Consigne 1:
D'après le passage sur la vente immobilière, devant qui la vente définitive est-elle conclue ?
Consigne 2:
Recopiez le passage sur la vente immobilière à partir des mots "La vente d’un" jusqu'aux mots "devant un notaire." inclus, en substituant "officier public" à "notaire".

Passage cité:
________________
La vente d’un bien immobilier se réalise généralement en deux temps. Vendeur et acheteur signent d’abord une promesse ou un compromis de vente précisant les conditions de la vente. Puis, quelques semaines plus tard, ils concluent la vente définitive devant un notaire.
Précision
promesse et compromis sont tous deux des avant-contrats mais ne sont pas pour autant des termes synonymes. La promesse est l’engagement pris par le cédant de vendre son bien à un prix déterminé, alors que l’acheteur, lui, se réserve le droit d’acheter ou non, à l’issue d’un certain délai fixé par les parties. Le compromis est plus qu’une promesse. C’est un contrat par lequel le vendeur et l’acheteur s’engagent, chacun, fermement et définitivement. Le compromis s’apparente à une vente dont les effets sont simplement retardés jusqu’à l’accomplissement de certaines formalités.
________________
Contenu des données:
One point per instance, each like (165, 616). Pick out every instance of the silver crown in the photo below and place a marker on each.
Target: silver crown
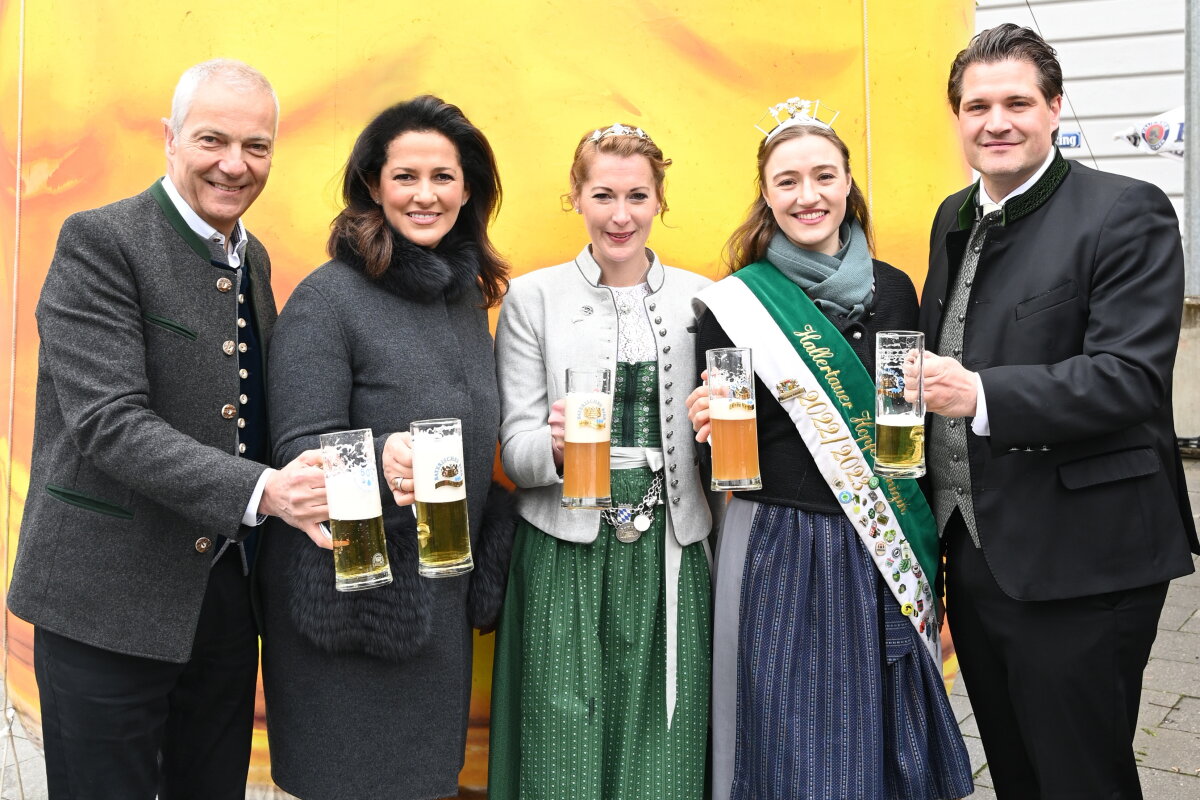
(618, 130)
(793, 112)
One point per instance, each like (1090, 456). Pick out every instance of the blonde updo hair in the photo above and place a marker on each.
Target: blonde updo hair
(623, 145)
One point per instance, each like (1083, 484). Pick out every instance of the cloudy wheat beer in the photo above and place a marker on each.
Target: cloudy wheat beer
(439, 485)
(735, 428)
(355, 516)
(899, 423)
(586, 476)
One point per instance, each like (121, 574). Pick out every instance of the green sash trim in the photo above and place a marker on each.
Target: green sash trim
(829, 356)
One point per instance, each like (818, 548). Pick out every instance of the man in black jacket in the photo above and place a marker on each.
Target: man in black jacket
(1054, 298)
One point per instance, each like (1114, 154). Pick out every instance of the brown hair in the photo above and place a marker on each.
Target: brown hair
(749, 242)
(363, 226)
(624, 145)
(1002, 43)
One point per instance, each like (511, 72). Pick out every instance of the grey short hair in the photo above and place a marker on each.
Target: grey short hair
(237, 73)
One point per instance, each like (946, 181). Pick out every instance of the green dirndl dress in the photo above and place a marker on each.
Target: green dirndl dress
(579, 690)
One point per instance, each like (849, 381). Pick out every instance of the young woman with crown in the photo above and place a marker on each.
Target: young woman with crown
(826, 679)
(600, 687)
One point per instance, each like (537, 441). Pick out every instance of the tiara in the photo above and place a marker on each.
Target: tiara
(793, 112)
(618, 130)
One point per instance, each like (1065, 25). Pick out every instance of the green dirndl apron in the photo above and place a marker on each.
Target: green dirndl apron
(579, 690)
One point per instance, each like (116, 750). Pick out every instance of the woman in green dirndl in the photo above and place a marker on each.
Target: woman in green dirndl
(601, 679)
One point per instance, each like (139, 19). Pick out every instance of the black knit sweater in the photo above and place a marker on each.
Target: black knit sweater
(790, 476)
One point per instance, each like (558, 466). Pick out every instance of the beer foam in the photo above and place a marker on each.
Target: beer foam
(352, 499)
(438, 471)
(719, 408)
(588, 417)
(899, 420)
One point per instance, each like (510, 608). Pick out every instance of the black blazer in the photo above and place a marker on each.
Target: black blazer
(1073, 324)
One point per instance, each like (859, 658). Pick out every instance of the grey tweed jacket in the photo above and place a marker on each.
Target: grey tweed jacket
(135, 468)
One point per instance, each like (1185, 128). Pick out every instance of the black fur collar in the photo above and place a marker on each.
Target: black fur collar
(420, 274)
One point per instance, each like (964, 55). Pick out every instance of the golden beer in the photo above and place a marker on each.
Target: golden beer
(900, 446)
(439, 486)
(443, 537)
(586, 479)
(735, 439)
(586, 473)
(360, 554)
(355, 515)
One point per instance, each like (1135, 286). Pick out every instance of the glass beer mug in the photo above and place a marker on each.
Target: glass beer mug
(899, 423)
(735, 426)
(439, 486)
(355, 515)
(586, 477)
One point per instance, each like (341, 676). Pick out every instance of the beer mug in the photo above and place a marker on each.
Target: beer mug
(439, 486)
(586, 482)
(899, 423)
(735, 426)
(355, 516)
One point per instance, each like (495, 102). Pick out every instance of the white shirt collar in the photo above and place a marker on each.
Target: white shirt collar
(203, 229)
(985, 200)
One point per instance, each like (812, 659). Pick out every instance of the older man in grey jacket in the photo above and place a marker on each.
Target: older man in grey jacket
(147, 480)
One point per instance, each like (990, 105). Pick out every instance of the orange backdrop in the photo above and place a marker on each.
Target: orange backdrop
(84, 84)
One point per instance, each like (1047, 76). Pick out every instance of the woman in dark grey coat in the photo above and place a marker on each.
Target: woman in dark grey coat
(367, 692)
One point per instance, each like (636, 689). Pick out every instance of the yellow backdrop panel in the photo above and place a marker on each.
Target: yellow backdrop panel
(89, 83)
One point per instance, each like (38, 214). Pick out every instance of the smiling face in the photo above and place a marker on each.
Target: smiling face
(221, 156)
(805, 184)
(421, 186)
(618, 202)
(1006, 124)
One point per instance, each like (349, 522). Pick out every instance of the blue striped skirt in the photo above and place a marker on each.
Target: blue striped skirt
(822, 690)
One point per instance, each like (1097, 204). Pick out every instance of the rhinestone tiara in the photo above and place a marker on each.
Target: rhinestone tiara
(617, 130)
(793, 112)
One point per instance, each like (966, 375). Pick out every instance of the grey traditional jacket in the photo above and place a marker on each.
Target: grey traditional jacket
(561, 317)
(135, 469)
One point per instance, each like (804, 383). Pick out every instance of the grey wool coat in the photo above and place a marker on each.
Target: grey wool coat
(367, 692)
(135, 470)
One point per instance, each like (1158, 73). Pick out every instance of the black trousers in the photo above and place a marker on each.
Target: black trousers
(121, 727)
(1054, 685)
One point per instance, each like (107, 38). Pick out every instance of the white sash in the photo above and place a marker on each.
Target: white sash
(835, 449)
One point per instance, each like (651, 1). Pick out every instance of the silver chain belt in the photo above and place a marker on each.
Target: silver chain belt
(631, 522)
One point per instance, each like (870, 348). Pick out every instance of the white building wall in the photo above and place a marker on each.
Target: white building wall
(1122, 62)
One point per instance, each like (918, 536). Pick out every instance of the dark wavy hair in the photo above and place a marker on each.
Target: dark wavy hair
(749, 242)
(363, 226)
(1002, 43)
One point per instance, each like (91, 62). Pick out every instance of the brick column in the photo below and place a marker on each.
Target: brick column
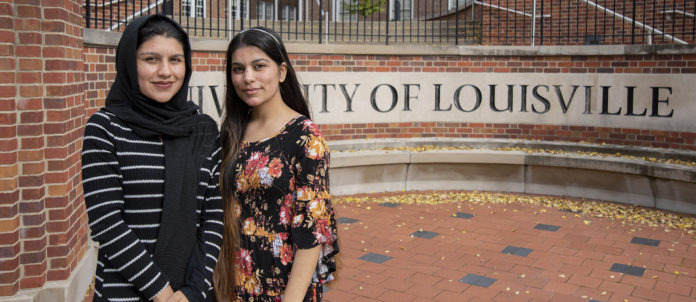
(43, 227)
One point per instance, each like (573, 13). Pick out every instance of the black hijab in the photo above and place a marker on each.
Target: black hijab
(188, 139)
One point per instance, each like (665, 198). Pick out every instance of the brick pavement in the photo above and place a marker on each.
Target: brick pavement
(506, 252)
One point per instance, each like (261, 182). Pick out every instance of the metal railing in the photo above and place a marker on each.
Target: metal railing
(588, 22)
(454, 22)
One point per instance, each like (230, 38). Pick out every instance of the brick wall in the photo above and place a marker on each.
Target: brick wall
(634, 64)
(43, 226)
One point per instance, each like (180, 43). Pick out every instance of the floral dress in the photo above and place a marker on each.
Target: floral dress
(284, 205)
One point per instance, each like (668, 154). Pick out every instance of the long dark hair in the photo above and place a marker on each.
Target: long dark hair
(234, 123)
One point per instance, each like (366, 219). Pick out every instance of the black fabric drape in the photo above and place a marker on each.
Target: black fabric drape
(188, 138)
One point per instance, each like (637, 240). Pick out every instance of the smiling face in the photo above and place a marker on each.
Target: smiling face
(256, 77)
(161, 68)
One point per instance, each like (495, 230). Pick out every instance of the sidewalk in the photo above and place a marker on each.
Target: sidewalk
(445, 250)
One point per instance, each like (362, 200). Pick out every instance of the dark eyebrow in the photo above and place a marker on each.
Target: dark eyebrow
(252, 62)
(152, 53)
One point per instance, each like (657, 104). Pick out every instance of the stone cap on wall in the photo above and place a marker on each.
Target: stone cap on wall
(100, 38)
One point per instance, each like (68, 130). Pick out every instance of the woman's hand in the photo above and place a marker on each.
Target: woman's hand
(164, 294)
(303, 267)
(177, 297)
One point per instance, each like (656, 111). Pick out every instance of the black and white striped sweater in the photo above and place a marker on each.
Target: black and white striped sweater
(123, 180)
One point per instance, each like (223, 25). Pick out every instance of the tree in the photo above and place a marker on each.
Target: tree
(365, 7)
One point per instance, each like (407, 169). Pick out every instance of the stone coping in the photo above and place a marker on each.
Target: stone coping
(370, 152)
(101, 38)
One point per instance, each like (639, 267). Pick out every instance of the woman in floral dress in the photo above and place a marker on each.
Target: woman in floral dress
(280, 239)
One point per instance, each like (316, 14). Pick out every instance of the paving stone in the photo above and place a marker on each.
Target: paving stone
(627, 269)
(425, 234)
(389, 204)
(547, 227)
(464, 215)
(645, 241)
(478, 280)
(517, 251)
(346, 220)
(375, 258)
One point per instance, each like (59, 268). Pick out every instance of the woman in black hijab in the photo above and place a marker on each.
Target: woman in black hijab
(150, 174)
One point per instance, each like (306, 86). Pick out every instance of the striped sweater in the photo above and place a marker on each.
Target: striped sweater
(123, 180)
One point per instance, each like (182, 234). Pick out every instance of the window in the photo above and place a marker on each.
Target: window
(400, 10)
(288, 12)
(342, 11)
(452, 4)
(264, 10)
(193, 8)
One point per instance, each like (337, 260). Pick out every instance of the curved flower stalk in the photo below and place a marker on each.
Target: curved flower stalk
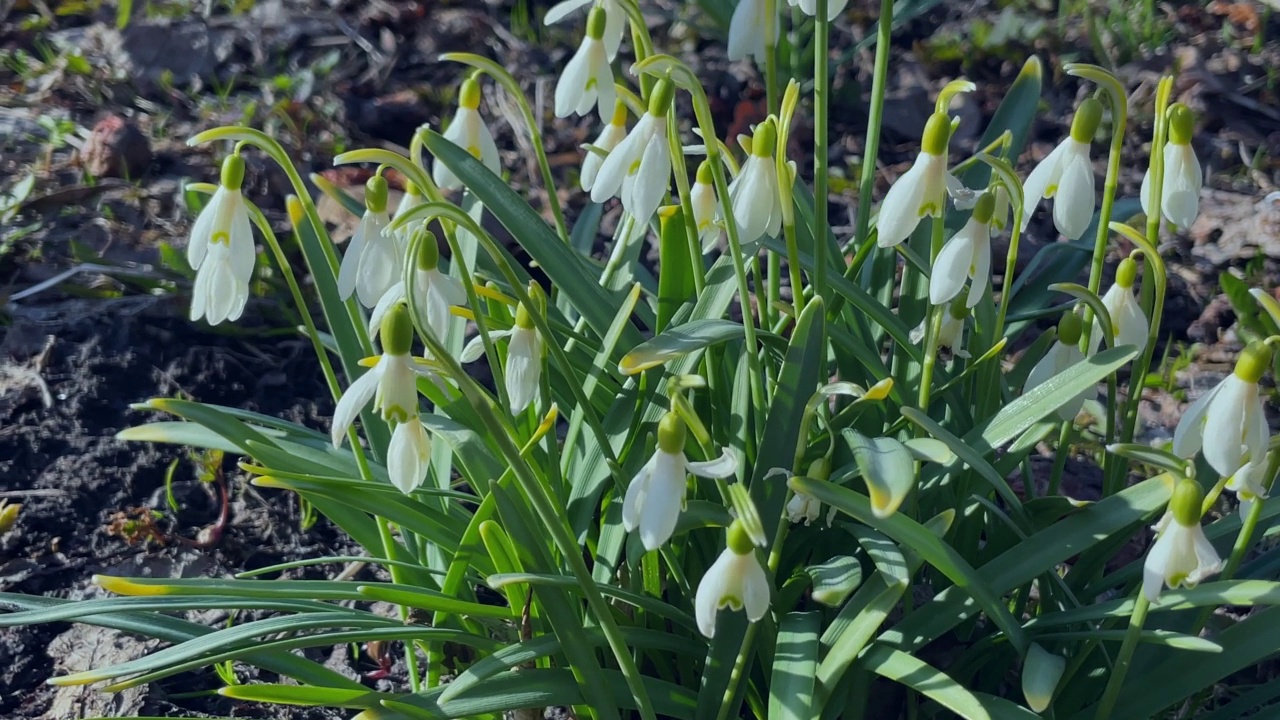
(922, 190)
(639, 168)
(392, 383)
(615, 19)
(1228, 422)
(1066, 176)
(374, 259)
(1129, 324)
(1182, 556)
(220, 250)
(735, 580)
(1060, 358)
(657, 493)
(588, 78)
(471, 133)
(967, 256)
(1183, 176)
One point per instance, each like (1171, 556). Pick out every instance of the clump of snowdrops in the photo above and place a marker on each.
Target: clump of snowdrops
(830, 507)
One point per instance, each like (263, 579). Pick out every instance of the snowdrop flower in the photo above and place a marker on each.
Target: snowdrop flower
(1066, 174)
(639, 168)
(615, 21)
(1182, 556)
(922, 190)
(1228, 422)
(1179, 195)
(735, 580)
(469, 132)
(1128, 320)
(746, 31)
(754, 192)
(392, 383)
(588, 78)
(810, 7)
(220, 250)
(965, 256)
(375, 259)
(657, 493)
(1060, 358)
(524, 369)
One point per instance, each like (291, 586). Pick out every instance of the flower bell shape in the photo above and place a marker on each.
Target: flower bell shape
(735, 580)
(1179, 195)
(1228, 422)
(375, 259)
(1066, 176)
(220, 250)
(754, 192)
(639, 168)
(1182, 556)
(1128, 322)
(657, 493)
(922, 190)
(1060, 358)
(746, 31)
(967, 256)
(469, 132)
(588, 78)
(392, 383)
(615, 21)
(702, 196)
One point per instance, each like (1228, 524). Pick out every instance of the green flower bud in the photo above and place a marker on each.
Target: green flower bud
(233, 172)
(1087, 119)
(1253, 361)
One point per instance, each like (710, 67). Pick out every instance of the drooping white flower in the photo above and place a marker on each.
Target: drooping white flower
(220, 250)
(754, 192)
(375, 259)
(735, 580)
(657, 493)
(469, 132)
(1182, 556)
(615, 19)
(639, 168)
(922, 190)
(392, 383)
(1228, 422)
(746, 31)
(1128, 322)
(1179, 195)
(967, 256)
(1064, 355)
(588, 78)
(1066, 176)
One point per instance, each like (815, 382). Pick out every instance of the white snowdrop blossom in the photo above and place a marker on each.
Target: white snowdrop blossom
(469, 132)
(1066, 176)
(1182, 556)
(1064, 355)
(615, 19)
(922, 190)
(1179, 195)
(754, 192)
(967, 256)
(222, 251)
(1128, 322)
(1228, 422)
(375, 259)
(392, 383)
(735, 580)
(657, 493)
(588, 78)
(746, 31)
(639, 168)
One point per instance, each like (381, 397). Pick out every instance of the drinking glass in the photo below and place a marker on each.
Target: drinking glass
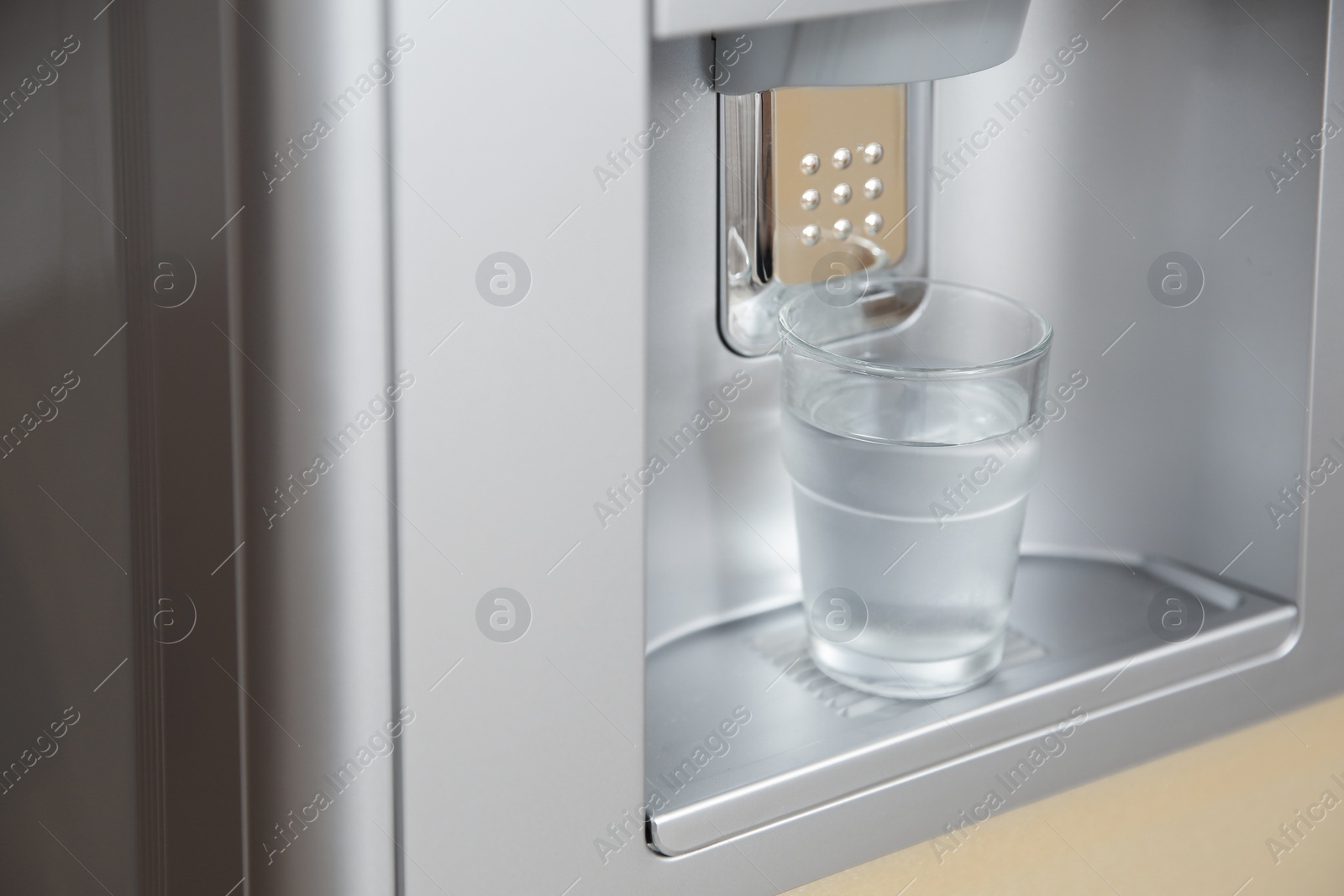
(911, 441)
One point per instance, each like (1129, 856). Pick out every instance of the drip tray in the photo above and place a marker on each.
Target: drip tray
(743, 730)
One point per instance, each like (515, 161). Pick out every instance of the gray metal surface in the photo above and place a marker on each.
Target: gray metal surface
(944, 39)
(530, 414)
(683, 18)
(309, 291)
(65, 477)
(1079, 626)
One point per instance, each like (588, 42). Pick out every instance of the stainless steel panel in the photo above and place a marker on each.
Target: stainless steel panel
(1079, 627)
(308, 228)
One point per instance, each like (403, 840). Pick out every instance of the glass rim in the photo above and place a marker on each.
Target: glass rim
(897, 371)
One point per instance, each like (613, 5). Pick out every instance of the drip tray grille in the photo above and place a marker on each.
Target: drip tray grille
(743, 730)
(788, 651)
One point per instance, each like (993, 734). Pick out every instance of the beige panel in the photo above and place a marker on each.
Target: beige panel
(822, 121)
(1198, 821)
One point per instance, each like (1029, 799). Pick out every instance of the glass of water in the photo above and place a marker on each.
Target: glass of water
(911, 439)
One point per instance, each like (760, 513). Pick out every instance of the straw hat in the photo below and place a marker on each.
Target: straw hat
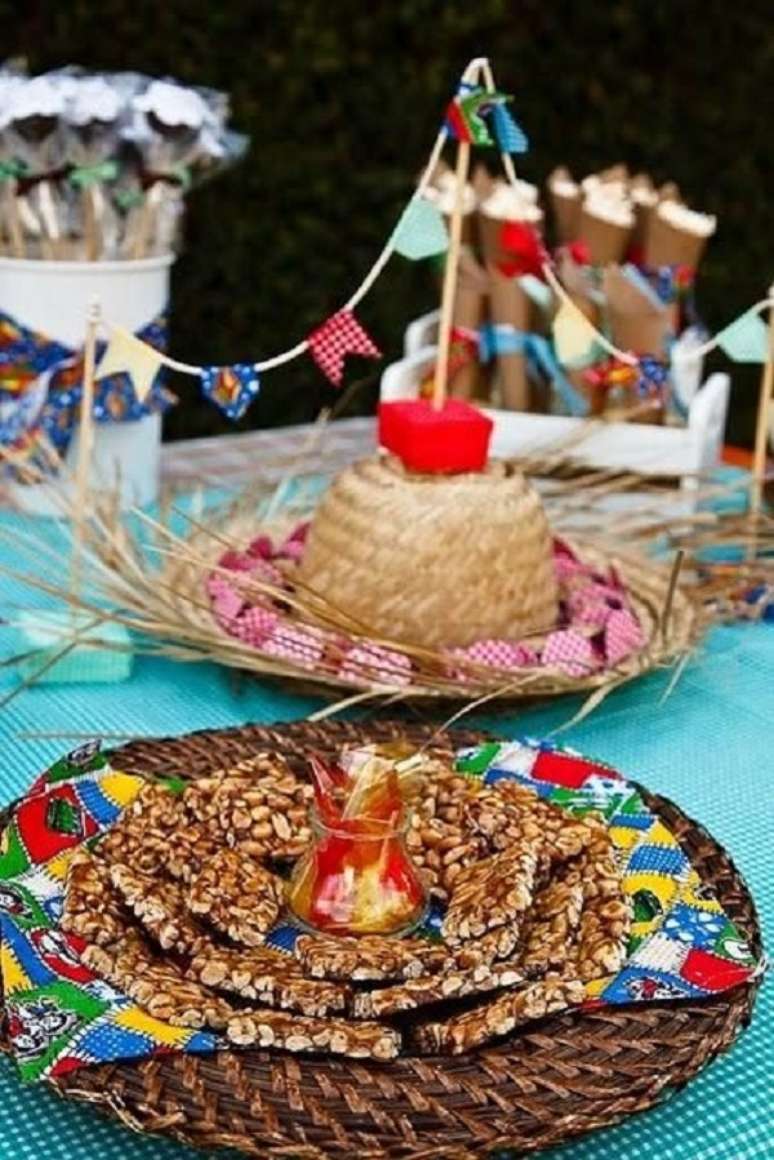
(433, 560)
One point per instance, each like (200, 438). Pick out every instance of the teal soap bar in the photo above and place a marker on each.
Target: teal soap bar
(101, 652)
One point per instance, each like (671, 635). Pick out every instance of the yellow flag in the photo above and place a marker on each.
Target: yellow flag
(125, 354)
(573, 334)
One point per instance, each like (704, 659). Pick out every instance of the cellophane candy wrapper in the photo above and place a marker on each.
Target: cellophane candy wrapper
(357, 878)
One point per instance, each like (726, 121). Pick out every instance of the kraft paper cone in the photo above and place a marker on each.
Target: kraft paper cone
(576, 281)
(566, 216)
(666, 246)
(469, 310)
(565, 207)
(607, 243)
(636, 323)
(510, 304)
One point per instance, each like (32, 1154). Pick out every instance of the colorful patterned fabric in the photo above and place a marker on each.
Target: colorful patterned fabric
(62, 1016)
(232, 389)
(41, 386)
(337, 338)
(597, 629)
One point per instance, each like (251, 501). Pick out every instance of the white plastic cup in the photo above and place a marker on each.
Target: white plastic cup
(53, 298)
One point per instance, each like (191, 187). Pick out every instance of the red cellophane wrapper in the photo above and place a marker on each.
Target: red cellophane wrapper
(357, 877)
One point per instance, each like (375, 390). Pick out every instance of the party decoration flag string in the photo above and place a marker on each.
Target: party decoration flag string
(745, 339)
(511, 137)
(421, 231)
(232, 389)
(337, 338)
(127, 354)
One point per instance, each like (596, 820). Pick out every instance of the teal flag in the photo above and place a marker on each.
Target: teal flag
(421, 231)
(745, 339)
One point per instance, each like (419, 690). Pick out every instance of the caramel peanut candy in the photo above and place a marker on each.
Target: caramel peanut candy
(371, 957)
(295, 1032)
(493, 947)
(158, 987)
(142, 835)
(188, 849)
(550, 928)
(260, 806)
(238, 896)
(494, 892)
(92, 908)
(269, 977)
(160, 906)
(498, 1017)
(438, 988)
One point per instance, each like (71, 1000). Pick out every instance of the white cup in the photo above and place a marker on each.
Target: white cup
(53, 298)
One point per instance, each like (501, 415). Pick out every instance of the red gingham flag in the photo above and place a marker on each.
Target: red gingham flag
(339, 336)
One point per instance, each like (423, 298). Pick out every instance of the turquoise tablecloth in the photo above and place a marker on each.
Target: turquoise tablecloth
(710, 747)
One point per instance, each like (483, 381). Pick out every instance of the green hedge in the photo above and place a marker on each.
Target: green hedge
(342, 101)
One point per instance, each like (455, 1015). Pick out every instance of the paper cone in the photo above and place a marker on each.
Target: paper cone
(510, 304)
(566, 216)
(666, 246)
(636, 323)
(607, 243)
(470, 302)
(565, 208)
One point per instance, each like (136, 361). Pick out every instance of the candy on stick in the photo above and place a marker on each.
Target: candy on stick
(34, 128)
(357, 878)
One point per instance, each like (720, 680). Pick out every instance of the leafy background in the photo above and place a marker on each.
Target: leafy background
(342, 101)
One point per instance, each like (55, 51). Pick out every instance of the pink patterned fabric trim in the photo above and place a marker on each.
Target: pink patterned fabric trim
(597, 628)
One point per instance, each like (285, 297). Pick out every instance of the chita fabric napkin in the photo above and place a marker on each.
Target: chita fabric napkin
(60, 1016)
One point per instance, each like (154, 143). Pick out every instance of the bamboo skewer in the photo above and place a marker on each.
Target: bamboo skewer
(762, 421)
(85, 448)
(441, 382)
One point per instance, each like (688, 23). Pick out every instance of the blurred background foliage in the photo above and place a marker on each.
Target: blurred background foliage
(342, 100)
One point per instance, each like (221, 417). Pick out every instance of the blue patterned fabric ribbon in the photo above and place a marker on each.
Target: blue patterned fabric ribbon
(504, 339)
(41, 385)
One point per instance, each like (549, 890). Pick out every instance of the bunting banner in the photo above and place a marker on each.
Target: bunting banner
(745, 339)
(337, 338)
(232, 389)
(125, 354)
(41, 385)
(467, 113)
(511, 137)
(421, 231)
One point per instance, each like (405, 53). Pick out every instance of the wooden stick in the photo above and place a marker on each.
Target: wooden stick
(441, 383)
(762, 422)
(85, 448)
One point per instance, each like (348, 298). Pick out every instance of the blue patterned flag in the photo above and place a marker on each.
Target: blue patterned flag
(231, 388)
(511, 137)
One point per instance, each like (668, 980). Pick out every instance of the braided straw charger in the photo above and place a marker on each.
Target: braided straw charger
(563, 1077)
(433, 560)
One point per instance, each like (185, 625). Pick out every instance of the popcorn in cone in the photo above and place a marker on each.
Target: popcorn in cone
________________
Réponse complète 1:
La vente définitive est conclue devant un notaire.

Réponse complète 2:
La vente d’un bien immobilier se réalise généralement en deux temps. Vendeur et acheteur signent d’abord une promesse ou un compromis de vente précisant les conditions de la vente. Puis, quelques semaines plus tard, ils concluent la vente définitive devant un officier public.